### [BRIEF]
Transcribe exactly everything in the data below from the line containing "point_to(query) identifies every instance of the roasted red" down to the line containing "point_to(query) identifies every instance of the skier", both lines included and nothing further.

+++ SUPPLIED DATA

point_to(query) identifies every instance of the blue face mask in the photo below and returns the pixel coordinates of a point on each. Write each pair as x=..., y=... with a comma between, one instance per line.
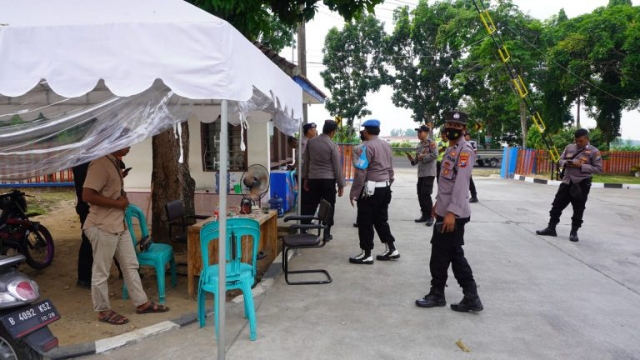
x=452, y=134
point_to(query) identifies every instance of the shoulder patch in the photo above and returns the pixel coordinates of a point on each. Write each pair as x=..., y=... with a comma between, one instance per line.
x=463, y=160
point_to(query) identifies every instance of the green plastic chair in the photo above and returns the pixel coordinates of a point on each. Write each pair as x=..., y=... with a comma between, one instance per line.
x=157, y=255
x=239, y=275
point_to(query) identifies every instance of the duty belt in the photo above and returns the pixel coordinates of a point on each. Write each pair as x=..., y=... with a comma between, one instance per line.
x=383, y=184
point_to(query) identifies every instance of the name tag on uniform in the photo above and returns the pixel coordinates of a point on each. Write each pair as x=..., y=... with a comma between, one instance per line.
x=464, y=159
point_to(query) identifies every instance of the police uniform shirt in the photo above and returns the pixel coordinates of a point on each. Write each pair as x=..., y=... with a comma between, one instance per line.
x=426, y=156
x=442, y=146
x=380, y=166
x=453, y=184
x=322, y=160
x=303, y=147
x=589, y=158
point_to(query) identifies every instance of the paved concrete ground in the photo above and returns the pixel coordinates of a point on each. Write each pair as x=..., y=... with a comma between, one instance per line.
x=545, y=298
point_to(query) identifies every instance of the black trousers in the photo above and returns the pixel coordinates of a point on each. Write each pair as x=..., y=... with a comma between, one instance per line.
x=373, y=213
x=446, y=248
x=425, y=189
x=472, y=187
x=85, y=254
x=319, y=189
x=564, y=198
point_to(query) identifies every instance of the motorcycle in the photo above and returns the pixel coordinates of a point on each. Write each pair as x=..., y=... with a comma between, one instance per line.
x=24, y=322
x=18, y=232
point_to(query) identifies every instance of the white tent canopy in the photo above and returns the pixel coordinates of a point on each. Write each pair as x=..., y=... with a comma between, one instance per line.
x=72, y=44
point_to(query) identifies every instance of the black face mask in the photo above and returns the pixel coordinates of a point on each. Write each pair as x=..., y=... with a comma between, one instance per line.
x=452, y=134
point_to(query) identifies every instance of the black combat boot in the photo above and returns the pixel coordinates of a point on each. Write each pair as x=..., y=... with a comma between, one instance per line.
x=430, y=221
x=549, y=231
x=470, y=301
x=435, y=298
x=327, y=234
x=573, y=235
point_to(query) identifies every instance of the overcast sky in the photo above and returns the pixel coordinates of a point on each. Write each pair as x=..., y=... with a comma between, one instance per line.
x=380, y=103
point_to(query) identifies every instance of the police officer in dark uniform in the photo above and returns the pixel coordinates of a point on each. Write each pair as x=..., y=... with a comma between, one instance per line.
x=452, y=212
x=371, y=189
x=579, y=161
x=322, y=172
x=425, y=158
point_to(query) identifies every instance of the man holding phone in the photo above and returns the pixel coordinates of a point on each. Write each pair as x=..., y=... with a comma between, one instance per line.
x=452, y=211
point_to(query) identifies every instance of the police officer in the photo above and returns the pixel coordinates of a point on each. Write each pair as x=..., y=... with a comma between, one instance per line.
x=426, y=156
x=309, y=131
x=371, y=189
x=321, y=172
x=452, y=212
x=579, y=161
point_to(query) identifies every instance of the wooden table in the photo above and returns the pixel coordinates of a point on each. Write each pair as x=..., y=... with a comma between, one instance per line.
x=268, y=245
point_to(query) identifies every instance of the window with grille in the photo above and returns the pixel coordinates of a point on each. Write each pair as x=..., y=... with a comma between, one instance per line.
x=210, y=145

++++++
+++ SUPPLIED DATA

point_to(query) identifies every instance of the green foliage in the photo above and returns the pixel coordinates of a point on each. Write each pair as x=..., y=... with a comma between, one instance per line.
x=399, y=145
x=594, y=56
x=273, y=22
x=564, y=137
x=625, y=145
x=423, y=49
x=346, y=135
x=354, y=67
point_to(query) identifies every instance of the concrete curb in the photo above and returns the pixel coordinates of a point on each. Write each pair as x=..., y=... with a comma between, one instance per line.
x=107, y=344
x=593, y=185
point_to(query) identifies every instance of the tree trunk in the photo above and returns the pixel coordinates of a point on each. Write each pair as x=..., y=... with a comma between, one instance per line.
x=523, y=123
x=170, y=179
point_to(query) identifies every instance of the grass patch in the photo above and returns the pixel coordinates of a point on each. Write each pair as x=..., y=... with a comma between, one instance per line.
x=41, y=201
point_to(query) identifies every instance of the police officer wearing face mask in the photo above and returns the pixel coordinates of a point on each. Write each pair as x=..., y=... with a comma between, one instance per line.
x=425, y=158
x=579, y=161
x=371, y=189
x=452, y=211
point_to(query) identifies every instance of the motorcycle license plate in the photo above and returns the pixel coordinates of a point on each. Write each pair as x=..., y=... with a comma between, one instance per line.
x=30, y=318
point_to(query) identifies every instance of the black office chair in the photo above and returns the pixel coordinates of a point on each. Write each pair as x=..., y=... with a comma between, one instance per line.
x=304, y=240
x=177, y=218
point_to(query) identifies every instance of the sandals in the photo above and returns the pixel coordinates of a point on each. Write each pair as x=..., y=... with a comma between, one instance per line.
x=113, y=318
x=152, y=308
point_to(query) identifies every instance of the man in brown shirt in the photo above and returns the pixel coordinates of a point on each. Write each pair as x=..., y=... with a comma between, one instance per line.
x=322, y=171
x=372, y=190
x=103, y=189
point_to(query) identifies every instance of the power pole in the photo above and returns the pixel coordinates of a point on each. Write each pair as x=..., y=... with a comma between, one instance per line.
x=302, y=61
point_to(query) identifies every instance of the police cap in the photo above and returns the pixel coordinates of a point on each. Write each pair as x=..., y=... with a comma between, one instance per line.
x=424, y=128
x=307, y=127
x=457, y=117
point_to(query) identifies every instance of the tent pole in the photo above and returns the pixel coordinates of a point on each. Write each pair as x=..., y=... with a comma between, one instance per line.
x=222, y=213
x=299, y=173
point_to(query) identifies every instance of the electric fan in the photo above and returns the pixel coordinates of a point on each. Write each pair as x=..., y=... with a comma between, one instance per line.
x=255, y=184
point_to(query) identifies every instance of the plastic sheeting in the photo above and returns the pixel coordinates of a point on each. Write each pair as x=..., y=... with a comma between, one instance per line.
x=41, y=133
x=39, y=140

++++++
+++ SUPPLIED DATA

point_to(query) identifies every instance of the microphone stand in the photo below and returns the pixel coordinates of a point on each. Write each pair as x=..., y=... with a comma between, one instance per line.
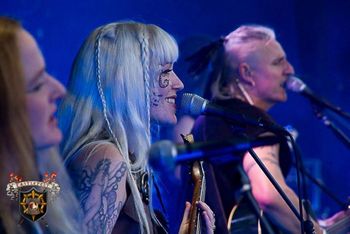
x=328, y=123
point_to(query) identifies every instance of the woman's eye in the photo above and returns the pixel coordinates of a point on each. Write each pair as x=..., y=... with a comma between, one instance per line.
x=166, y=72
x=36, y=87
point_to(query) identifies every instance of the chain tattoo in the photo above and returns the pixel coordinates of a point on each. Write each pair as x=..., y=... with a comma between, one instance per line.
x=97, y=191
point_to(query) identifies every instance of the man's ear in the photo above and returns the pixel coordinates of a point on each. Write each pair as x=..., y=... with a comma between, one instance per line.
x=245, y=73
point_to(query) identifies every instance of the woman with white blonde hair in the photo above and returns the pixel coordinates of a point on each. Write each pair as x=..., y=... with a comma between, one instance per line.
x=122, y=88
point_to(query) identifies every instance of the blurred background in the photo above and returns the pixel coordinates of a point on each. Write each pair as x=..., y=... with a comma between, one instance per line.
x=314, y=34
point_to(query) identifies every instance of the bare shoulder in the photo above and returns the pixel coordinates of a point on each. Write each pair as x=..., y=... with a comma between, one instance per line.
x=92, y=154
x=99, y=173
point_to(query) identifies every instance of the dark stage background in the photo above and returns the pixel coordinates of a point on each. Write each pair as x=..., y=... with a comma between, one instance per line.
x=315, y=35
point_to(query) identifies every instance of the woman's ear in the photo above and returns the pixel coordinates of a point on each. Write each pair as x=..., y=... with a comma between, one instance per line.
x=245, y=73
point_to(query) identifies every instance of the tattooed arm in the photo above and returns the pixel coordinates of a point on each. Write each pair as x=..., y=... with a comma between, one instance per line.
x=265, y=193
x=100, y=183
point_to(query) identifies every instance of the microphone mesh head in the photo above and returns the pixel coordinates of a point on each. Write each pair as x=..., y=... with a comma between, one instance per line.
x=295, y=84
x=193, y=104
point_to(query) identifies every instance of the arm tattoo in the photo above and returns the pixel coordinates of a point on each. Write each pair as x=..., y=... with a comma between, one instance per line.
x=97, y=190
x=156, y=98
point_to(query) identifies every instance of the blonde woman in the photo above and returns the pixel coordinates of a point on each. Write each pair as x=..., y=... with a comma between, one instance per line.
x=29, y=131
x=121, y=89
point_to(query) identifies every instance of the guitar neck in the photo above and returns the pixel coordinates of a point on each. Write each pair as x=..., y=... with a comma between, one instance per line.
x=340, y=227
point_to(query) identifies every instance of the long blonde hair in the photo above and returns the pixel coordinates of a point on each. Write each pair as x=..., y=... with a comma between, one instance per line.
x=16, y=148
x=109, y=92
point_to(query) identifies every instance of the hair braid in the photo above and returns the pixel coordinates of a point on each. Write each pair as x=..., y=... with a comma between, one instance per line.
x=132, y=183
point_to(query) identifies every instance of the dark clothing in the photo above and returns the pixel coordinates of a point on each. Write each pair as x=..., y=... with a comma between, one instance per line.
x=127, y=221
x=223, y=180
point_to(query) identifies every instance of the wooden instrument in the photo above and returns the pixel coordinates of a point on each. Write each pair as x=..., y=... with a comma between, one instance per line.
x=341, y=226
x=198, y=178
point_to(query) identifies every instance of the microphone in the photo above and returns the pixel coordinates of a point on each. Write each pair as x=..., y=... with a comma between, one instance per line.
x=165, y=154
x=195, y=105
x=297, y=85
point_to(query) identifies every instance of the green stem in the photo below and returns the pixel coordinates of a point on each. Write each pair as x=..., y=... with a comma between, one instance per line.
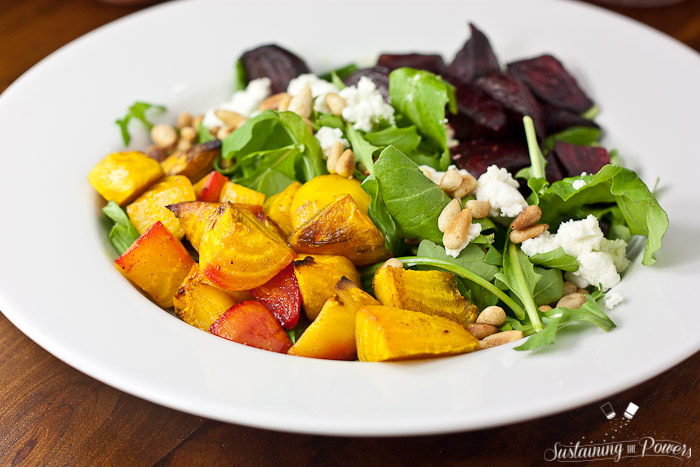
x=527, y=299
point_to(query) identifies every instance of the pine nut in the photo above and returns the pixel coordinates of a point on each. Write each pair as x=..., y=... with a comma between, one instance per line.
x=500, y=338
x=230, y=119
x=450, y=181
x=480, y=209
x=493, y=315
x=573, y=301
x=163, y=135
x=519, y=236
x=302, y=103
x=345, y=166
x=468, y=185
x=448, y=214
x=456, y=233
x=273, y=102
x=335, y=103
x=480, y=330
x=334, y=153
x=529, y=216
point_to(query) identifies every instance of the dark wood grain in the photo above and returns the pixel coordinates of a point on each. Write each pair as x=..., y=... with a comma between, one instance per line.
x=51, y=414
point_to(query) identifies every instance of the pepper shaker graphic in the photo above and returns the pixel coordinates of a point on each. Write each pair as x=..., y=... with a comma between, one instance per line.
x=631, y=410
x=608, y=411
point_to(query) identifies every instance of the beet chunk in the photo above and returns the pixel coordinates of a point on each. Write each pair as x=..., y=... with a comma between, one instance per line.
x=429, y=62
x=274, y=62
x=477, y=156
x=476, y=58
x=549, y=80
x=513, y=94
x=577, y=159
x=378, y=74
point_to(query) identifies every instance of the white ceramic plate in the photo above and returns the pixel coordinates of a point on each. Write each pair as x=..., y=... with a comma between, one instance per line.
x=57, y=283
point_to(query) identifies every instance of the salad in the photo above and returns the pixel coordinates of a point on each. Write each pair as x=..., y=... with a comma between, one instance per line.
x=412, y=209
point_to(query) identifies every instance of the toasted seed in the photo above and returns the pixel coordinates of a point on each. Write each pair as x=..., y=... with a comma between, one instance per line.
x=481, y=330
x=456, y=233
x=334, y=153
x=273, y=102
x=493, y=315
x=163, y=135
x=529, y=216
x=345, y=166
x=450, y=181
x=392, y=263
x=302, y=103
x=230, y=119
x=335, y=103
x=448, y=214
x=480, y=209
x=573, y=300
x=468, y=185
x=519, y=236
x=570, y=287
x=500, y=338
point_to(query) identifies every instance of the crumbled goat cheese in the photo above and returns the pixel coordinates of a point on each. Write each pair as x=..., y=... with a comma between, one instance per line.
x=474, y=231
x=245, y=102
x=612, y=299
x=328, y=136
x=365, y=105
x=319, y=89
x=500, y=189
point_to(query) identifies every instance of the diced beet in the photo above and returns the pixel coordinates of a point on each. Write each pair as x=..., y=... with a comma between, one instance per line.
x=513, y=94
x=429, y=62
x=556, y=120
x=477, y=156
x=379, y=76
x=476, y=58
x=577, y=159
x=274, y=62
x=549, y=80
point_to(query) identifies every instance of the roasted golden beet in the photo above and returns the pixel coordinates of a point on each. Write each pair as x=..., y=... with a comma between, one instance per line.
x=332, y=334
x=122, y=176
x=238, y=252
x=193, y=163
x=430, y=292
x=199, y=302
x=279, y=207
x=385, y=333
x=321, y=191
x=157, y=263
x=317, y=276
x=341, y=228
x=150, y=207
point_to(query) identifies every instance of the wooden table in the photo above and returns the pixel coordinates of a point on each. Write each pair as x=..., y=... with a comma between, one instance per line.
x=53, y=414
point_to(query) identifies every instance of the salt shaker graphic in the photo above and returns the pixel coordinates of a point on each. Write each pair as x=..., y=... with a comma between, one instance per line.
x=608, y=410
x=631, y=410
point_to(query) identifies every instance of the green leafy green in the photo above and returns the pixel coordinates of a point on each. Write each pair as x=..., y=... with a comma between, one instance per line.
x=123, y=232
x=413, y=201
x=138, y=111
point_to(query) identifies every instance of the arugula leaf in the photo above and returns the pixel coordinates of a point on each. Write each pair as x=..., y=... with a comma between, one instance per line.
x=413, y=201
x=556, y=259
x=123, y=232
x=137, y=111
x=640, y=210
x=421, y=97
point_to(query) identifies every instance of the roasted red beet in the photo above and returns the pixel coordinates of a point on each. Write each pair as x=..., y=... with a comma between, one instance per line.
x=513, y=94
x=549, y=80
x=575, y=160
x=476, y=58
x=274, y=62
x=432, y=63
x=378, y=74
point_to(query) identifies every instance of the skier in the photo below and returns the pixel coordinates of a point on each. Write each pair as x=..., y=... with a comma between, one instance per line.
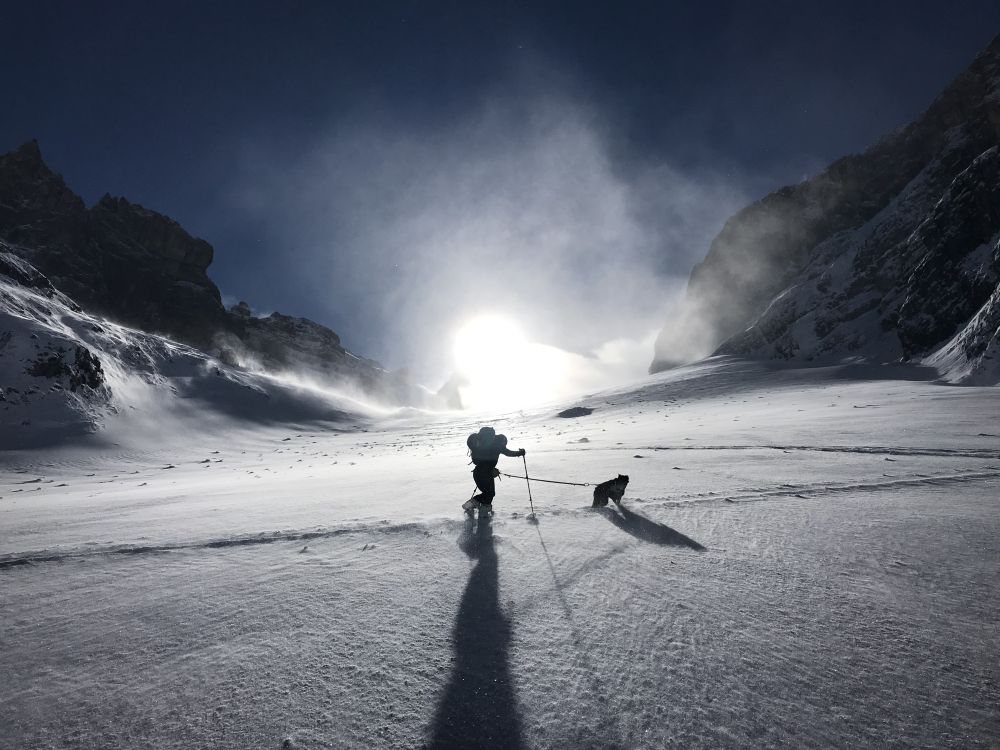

++++++

### [SOLUTION BELOW]
point_to(query) identifies every instance of the roasted red beet in the photo above and returns the pixel coordinates of a point on each. Write each pair as x=..., y=... with a comma between, one instance per line.
x=513, y=94
x=549, y=80
x=575, y=160
x=476, y=58
x=274, y=62
x=432, y=63
x=378, y=74
point_to(query) identifies every instance of the skier in the photo below and returns the pixel coordinates of a point on each. Write each pair as x=..., y=... with a comma between, one instance per line.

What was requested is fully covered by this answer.